* _Description of the task_: Repeat exactly the lines below from the line that contains "Q: Find one point on every instance of the white gravel" to the last line, inclusive, without the pictures.

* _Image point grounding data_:
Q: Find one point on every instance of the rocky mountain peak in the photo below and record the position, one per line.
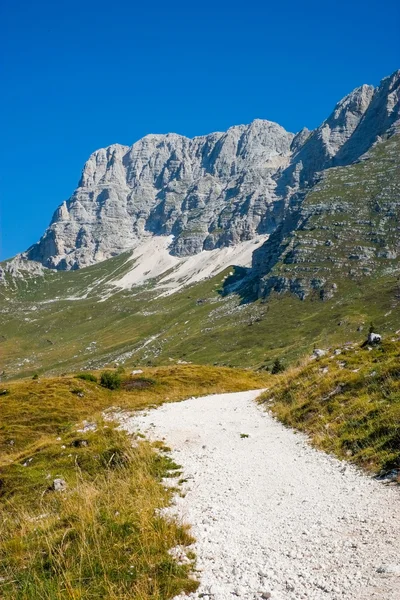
(208, 191)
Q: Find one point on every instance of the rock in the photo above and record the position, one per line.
(389, 569)
(59, 485)
(196, 189)
(318, 353)
(215, 190)
(374, 338)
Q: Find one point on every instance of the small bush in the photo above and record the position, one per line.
(87, 377)
(110, 380)
(277, 367)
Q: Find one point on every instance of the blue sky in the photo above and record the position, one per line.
(81, 75)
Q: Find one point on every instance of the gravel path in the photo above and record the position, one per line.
(274, 518)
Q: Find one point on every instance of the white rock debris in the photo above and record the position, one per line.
(274, 518)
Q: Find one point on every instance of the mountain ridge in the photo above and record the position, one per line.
(209, 191)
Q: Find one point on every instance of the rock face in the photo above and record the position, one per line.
(346, 227)
(210, 191)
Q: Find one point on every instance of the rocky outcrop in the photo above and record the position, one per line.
(210, 191)
(346, 227)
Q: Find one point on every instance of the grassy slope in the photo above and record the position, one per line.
(349, 404)
(103, 536)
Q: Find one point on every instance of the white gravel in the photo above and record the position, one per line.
(272, 516)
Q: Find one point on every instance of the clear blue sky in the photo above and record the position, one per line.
(79, 75)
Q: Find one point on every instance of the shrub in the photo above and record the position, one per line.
(110, 380)
(87, 377)
(277, 367)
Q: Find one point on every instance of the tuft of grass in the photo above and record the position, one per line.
(104, 535)
(348, 403)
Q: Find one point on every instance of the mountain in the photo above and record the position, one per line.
(210, 191)
(316, 267)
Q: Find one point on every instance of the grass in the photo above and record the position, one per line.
(348, 404)
(103, 537)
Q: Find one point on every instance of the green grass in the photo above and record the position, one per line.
(349, 404)
(102, 537)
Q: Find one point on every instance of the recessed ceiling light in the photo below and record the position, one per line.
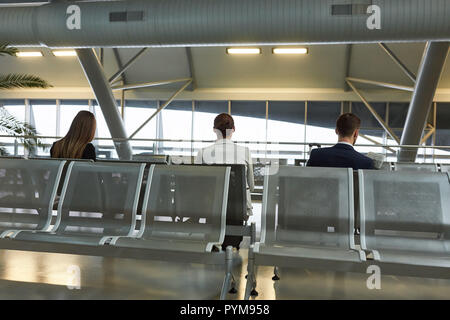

* _Solution for this problem_:
Q: Find one point on every instance of the white gravel in the photo above and record the position, one per line.
(272, 516)
Q: Find one point on every instance of the clear blue sky in the photo above and record the position, one per line.
(79, 75)
Q: Find one point on every instance of the shrub in the photo above and record the position, one per line.
(110, 380)
(87, 377)
(277, 367)
Q: Find one point on every instance of the tuft of grass in the photo above and record the position, one per line.
(104, 535)
(348, 403)
Q: Find one point on every instance of the mountain in the photo above and record the position, one per line.
(210, 191)
(316, 267)
Q: Find one point on every instance of the grass in the photo above and record the position, one per line.
(348, 404)
(103, 537)
Q: Find one point on every instance of the green grass in the photo above and record the position, one per line.
(349, 404)
(102, 537)
Q: Find one point on every instance of the recessed ceiling light in the photo below and record the position, one per line.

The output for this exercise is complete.